WHAT IS EXPECTED -> Recast the stretch of lines below, from the line containing "target | window shade" through the end, as a numbered list that leaves out blank lines. Keep the pictures out of your answer.

DATA ->
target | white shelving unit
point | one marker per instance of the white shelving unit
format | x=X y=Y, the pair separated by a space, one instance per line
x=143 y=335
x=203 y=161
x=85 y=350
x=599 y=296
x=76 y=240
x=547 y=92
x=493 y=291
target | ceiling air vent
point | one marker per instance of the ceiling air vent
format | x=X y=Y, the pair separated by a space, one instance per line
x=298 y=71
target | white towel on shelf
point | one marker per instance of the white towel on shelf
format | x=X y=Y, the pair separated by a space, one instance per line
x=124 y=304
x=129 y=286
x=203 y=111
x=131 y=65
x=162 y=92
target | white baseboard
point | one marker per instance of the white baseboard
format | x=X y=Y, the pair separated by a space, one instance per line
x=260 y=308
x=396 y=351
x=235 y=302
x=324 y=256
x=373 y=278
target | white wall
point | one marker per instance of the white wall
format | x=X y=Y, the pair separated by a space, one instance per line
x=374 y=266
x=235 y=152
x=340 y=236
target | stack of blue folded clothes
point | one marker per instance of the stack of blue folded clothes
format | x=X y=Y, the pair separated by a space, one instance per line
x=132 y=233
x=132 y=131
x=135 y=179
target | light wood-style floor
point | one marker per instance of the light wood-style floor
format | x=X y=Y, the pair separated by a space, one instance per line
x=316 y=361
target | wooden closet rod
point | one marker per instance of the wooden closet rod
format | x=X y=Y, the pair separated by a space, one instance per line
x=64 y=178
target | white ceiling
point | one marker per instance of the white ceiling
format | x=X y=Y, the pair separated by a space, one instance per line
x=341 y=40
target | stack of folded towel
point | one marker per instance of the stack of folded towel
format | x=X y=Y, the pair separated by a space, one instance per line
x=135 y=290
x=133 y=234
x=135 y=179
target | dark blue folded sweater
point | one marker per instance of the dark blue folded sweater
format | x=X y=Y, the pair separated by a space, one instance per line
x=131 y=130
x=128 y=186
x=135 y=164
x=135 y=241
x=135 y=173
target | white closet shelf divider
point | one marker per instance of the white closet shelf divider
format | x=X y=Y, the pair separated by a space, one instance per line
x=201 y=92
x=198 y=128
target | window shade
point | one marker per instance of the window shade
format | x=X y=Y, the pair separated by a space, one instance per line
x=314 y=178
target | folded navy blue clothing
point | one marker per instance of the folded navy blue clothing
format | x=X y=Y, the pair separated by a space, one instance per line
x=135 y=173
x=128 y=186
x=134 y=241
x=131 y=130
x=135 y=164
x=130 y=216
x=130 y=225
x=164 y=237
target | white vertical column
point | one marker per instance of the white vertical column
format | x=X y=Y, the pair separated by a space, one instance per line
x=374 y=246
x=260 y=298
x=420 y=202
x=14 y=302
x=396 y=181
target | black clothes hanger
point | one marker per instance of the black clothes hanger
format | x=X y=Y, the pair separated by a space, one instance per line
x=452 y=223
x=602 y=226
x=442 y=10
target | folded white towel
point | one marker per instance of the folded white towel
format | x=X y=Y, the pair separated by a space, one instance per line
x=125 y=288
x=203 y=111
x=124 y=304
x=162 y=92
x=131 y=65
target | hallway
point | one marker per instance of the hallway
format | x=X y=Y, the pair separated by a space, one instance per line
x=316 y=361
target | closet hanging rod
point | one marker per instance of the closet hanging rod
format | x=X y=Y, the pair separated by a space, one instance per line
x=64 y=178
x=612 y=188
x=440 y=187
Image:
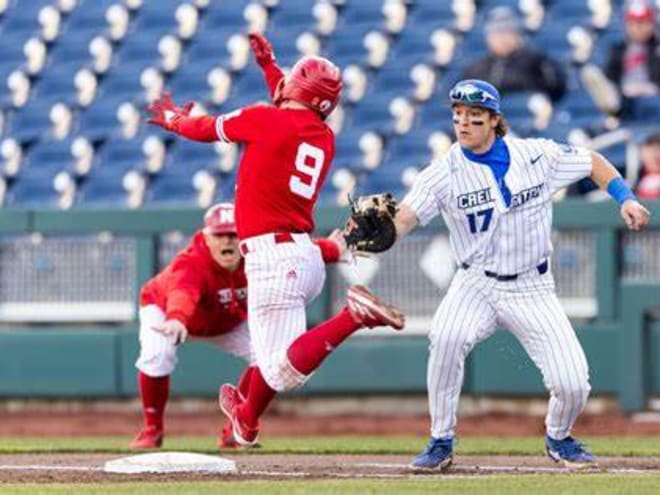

ANSWER TO THE EXERCISE ->
1. target | window shade
2. point | one marker per instance of the window shade
3. format | x=X y=Y, the pair separated by a space, one instance per line
4. x=314 y=178
5. target | folded navy blue clothing
6. point | one marker per instance of the folded navy blue clothing
7. format | x=X y=Y, the pair separated by a space, one instance per line
8. x=135 y=173
9. x=128 y=186
10. x=134 y=241
11. x=131 y=130
12. x=135 y=164
13. x=130 y=216
14. x=130 y=225
15. x=164 y=237
16. target | white vertical column
17. point | one marker per instance of the white vertical column
18. format | x=X y=Y, the pair separated by a space, one instance per line
19. x=374 y=246
20. x=260 y=298
21. x=420 y=202
22. x=14 y=302
23. x=396 y=181
24. target | black clothes hanger
25. point | one marker per instance of the black clothes hanger
26. format | x=X y=Y, the pair separated by a space, one instance per line
27. x=452 y=223
28. x=602 y=226
29. x=442 y=10
30. target | folded white towel
31. point | one marker per instance of the folded white towel
32. format | x=X y=Y, the pair separated by a space, one instance per line
33. x=125 y=288
34. x=203 y=111
35. x=124 y=304
36. x=162 y=92
37. x=131 y=65
38. target | hallway
39. point | one marker per instance of the hallway
40. format | x=X y=Y, the pair separated by a space, one instance per line
41. x=316 y=361
42. target | closet hanging rod
43. point | one marker per instance of the closet hanging rod
44. format | x=X y=Y, the pair separated by a space, one instance per line
45. x=64 y=178
46. x=612 y=188
47. x=440 y=187
48. Image:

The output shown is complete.